» Exercise requirements:
[a] Please list every distinct four-digit year that appears in the War of 1812 post.
[b] Pick up the War of 1812 post right after its last sentence and carry it forward.

February 27, 2013

Fought like devils

With Black History Month coming to an end this post looks at some of the contributions made by African Americans during the War of 1812. In 1793, Upper Canada placed limitations on slavery, which was the first piece of legislation in the British Empire to limit slavery. During the War of 1812, African Americans served in British regiments and a separate ‘Coloured Corps’ was established know as Runchey’s Company of Coloured Men.

In the United States, slavery was still practiced during the war. The U.S. Army and Navy prohibited Black men from serving in the armed forces. However, as the war dragged on the U.S. began allowing Black men to serve. Many free Black men, as well as slaves, served on U.S. privateers and merchant ships during the war. The U.S. Navy also allowed Black men to serve and after the U.S. frigate Constitution defeated the H.M.S. Guerrière, Captain Isaac Hull of the Constitution said he “had never hand any better fighters. They stripped to the waist and fought like devils … utterly insensible to the danger and … possessed with a determination to outfight the white sailors.”

» Provided data:

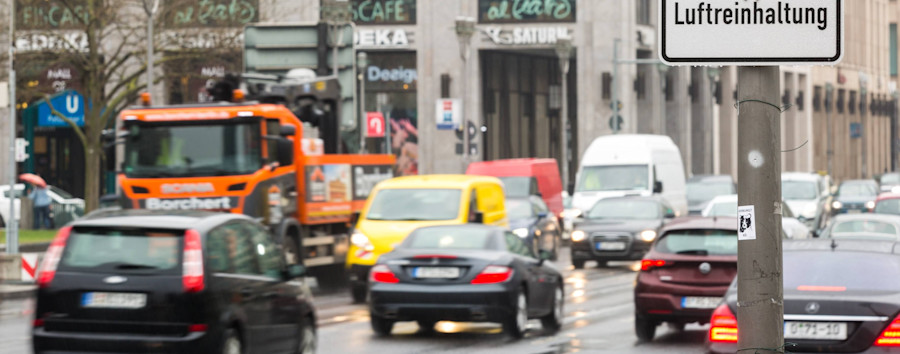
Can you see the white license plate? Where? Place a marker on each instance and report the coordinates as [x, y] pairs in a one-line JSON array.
[[611, 246], [436, 272], [815, 330], [700, 302], [113, 300]]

» Task-by-task results:
[a] 2013, 1793, 1812

[b]
War of 1812 African American soldier in the U.S. Army

During the war, there were a number of runaway slaves. Most runaway slaves fled from the Chesapeake area in response to British proclamations that offered service in the British Navy or free settlement in North America or the West Indies. It is estimated that around 4,000 slaves escaped the U.S. during the war. Many runaways settled in the Maritime Provinces where many suffered from poverty. In Nova Scotia, many died from smallpox and malnutrition.

After the war, the U.S. and Britain disagreed on which runaways must be returned. Eventually both countries agreed to arbitration from the Czar of Russia who decided that the British must pay for all slaves that were removed at the end of the war. The British agreed in 1826 to pay $1,200,000 (£244,000). 

On Saturday, March 2nd, join several prominent War of 1812 authors and historians for the Living History Conference taking place in Hamilton. There will be many different sessions taking place covering several topics involving the War of 1812. Click here to learn more and to signup for the conference.

February 20, 2013

Winter survival

During the War of 1812, winter months challenged soldiers with harsh conditions. However, the British Army was well adapted to the harsh winter conditions in Upper Canada by the time of the war.

With the arrival of winter, soldiers changed their routine. Breakfast was served before the men went to work in winter months in order to give the men much needed energy to work outside. Soldiers also had more clothing to add in winter months. Normally British soldiers wore grey wool trousers along with a red wool coat. In the winter, a heavy wool grey overcoat known as a greatcoat was added to provide soldiers with some extra warmth. Although the coat provided extra warmth, it was cumbersome and difficult to work with it on.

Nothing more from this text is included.